▼
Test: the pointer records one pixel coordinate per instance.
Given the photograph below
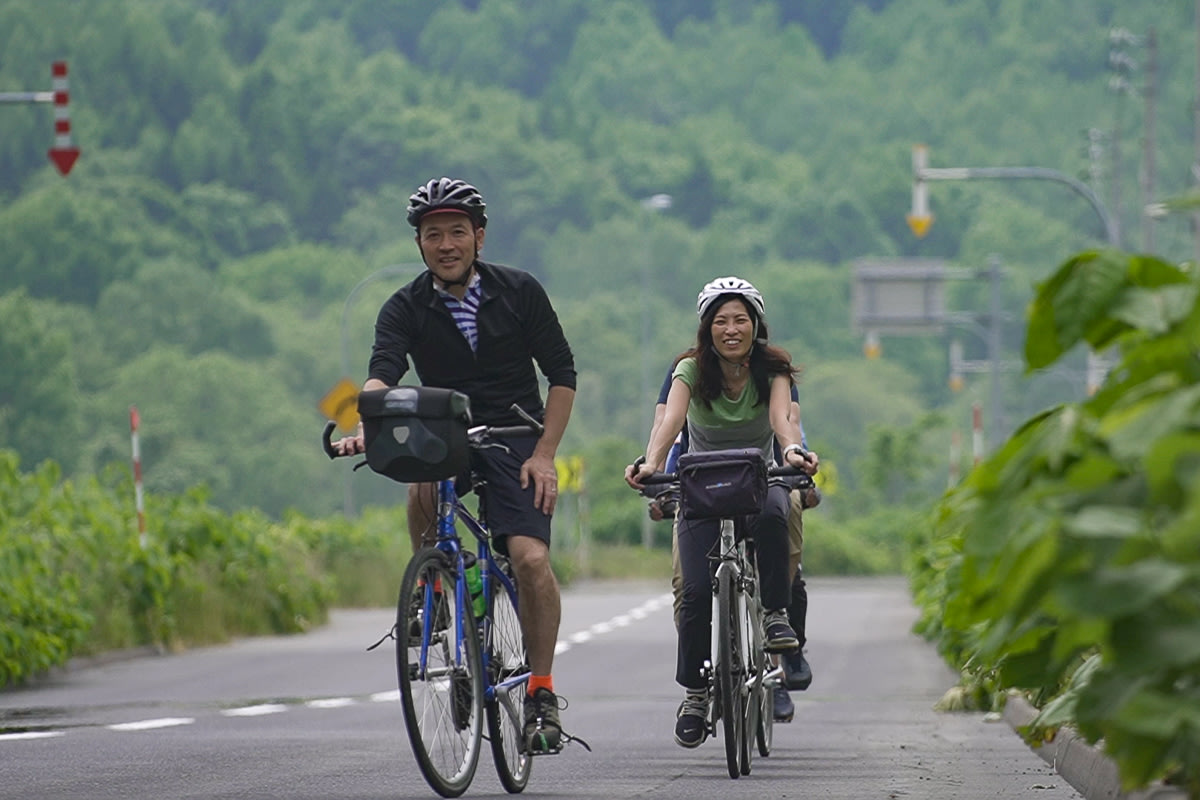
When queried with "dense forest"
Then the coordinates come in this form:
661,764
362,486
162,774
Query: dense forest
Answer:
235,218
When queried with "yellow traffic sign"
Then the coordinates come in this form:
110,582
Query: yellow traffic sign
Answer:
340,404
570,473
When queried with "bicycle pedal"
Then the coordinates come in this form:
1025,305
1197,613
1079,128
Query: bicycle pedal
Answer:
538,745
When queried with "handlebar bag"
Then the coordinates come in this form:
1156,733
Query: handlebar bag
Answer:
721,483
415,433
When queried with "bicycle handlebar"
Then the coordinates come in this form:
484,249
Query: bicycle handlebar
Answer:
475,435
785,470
▲
GIVEN REQUEST: Report each line in the items above that contains the string "traffic", copied in full.

SOLUTION TO THIS PROBLEM:
When queried with "yellow traffic sign"
Query: yellow traffic sign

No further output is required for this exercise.